A processed food is anything we eat that we’ve changed on purpose in some way from its natural state. We call the process that causes the change ‘food processing’, and we’ve been doing it for thousands – even millions – of years.
Simple processing includes things like bagging, washing and cutting up food. This doesn’t change it too much. Heavier processing includes cooking, adding preservatives, sugars or salt, combining foods, or changing their textures. It is more likely to change the properties of a food and also how good it is for us. When people talk about “processed foods” they usually mean heavily processed ones like snacks and convenience foods.
Washing, cooking or chilling food to kill harmful bacteria are examples of processing which can make food safer. Adding lots of sugars, fats, or salt are examples of processing which can make it less healthy. We need to balance the helpful and harmful.
There are different degrees of food processing
We can think of processed foods as falling on a scale depending on their level of processing:
Simple processing keeps most of a food’s natural physical, chemical, and nutritional properties. We do it when we wash, clean, bag and cut up fresh food.

## [Supplied data]
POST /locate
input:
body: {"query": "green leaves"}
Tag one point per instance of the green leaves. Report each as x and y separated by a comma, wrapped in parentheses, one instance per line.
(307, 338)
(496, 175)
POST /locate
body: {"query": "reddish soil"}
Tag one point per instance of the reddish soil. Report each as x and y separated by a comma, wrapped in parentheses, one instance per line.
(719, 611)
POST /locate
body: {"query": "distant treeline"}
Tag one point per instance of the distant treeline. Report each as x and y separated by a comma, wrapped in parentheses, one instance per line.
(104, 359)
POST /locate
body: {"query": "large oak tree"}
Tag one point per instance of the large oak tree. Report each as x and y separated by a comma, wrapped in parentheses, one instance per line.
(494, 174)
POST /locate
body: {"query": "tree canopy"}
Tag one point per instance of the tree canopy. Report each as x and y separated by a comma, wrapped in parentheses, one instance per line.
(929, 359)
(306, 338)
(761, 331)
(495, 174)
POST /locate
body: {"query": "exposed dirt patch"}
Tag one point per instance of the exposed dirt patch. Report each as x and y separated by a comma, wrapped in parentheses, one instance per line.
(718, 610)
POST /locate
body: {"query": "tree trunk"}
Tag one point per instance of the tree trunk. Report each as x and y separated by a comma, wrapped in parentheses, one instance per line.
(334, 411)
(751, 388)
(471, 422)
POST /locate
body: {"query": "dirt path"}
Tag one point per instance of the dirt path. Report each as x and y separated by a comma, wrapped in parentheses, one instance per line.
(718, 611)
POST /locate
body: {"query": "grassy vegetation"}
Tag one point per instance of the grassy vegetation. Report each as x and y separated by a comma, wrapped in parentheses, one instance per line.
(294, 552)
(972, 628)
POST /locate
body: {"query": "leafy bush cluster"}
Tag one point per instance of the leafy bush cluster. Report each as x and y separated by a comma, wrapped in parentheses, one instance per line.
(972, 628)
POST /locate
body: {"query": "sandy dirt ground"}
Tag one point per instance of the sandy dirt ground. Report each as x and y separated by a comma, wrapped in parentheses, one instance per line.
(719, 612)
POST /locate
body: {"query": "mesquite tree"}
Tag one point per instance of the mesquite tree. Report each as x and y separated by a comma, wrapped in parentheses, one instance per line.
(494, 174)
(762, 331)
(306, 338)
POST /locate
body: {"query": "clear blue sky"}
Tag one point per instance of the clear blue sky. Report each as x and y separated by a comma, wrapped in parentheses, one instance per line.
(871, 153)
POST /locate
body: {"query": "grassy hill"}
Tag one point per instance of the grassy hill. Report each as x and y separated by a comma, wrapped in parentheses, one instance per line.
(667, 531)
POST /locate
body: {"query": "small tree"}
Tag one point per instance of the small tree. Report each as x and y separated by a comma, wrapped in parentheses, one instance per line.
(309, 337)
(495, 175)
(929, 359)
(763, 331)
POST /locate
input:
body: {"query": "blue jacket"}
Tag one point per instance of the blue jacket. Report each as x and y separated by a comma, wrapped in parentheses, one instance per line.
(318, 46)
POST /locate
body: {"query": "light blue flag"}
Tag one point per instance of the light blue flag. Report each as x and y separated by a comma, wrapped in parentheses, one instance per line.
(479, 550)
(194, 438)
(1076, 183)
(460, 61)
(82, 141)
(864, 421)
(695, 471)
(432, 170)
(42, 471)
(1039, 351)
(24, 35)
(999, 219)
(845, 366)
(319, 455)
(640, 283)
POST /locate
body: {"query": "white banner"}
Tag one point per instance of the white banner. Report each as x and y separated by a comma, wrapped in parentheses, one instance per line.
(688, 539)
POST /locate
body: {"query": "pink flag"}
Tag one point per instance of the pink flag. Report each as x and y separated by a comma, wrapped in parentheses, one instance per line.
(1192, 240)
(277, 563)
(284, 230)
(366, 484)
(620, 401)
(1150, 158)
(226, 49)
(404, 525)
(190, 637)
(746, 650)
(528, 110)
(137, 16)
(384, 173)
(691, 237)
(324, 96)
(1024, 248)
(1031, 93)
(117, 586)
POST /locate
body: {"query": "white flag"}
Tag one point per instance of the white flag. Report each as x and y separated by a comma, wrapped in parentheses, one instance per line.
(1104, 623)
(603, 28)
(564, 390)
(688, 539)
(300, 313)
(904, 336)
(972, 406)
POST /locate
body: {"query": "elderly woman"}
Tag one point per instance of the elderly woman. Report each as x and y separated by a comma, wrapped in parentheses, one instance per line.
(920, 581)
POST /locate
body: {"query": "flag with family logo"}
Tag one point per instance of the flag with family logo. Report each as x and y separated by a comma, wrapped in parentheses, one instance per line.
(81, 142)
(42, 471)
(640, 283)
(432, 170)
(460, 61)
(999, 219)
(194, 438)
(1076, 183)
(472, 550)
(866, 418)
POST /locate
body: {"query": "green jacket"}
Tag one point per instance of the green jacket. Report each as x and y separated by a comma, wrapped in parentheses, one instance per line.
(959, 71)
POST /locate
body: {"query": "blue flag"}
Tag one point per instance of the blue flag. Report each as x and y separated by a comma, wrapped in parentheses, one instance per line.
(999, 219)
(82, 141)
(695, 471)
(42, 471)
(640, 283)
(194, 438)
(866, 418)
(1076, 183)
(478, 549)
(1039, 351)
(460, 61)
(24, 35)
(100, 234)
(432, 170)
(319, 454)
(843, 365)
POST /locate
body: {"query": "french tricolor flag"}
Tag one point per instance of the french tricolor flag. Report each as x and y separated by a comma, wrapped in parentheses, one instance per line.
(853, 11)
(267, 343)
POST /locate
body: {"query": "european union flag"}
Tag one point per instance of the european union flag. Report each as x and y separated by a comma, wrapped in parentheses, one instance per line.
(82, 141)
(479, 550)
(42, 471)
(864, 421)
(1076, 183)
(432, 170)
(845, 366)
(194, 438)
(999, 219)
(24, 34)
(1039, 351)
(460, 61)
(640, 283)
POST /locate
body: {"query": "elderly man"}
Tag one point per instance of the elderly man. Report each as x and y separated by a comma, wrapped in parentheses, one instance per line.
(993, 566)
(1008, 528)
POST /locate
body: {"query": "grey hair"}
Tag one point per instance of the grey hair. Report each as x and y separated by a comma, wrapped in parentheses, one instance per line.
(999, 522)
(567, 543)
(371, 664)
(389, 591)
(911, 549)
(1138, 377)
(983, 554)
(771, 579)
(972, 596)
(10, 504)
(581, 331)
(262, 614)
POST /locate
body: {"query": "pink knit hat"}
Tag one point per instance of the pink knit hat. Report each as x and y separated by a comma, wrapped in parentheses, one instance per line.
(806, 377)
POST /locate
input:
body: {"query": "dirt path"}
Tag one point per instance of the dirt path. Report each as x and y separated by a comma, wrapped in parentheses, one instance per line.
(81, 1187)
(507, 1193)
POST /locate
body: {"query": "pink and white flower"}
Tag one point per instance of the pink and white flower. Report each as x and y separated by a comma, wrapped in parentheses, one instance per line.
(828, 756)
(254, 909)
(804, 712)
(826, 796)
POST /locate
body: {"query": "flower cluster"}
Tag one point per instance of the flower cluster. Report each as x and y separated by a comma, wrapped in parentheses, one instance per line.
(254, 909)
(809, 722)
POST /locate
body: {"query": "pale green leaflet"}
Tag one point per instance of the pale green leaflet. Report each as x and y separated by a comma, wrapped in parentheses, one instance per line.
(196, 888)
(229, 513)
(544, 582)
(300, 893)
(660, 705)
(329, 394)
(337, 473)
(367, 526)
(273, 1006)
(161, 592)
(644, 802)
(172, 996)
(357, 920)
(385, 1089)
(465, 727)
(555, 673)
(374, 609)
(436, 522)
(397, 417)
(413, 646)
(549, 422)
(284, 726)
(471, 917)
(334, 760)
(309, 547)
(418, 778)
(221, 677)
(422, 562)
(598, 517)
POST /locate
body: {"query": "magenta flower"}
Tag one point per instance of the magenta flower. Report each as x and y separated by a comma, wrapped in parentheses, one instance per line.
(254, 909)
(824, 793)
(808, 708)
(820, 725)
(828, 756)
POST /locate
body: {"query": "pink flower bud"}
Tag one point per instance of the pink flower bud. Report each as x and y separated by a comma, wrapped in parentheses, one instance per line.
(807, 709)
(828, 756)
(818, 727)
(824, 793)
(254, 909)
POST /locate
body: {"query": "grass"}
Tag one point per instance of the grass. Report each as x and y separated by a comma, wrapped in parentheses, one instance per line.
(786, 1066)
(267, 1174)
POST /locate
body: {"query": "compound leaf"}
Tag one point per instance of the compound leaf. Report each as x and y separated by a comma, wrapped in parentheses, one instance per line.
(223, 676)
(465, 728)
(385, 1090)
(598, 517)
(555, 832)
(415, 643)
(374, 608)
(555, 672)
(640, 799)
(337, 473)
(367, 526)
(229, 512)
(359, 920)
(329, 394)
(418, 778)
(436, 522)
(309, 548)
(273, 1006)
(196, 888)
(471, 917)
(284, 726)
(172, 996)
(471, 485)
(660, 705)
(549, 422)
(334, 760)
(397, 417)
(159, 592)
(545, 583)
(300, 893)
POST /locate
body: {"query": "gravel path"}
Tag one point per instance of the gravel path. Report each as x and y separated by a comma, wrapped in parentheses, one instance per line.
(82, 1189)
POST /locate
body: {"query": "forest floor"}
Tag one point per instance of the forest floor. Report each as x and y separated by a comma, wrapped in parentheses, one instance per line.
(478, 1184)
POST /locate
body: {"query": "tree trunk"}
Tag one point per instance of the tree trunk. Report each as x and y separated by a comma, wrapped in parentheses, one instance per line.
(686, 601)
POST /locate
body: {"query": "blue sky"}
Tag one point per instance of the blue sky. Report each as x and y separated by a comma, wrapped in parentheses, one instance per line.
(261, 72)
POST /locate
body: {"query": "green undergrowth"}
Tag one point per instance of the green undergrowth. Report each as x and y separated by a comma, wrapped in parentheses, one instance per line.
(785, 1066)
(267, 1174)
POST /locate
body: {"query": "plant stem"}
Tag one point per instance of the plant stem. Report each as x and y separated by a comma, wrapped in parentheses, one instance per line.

## [Questions to answer]
a. In the passage on processed foods, reproduce the part that begins "Simple processing includes" and ends "helpful and harmful.", substituting "additives" for "preservatives".
b. How would this sentence from the passage on processed foods read in Spanish: "We need to balance the helpful and harmful."

## [Answers below]
a.
Simple processing includes things like bagging, washing and cutting up food. This doesn’t change it too much. Heavier processing includes cooking, adding additives, sugars or salt, combining foods, or changing their textures. It is more likely to change the properties of a food and also how good it is for us. When people talk about “processed foods” they usually mean heavily processed ones like snacks and convenience foods.
Washing, cooking or chilling food to kill harmful bacteria are examples of processing which can make food safer. Adding lots of sugars, fats, or salt are examples of processing which can make it less healthy. We need to balance the helpful and harmful.

b. Necesitamos equilibrar lo beneficioso y lo perjudicial.